» **What to work on**:
Reproduce only the entries from the line containing "For our annual mammal census, mark every barred" down to the line containing "[115,648,594,838]", both lines included. Keep each entry's wording unchanged, and scale every bounding box coordinate in the answers by 1.15, rounding each result to the nearest whole number with halves rounded up.

*** Supplied entries ***

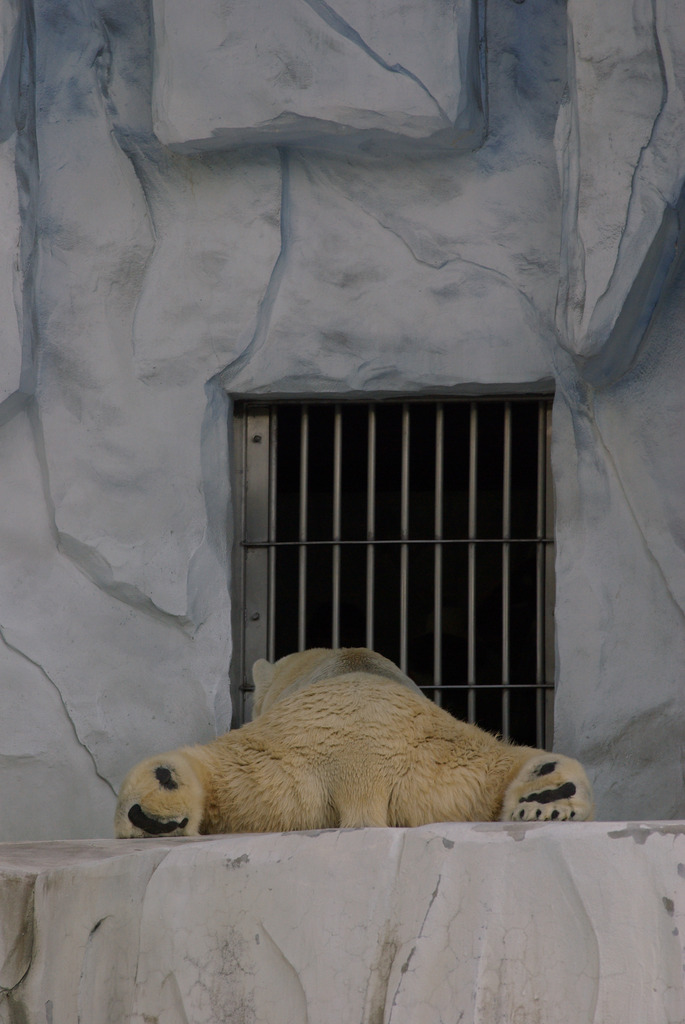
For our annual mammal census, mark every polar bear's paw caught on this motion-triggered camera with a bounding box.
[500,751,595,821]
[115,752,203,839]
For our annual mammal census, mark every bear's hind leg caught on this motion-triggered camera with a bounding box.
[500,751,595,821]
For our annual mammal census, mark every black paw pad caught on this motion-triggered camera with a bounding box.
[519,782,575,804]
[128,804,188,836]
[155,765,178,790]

***
*** Supplied entries ***

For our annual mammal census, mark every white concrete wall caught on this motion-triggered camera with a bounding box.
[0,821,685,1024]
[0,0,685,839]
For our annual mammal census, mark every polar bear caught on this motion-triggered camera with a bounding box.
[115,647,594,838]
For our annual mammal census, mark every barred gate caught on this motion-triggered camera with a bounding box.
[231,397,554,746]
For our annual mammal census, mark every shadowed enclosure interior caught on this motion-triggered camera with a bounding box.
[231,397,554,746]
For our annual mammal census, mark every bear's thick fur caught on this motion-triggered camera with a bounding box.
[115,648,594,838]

***
*** Supplied entries ***

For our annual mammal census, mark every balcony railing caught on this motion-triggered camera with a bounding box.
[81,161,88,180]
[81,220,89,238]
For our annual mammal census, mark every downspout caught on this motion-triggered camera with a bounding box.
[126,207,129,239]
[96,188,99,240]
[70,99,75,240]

***

» **Solution**:
For our annual mammal census, mark every barred gate caught on this motion-triggered camera with a bounding box.
[266,457,637,858]
For our annual mammal census, mark every shadowed enclosure interior caught on this motion-triggered camera with a bounding box.
[266,457,637,858]
For our annual mammal census, mark every bear's thick fur caught on this motion-triggered camera with a bounding box.
[132,745,683,964]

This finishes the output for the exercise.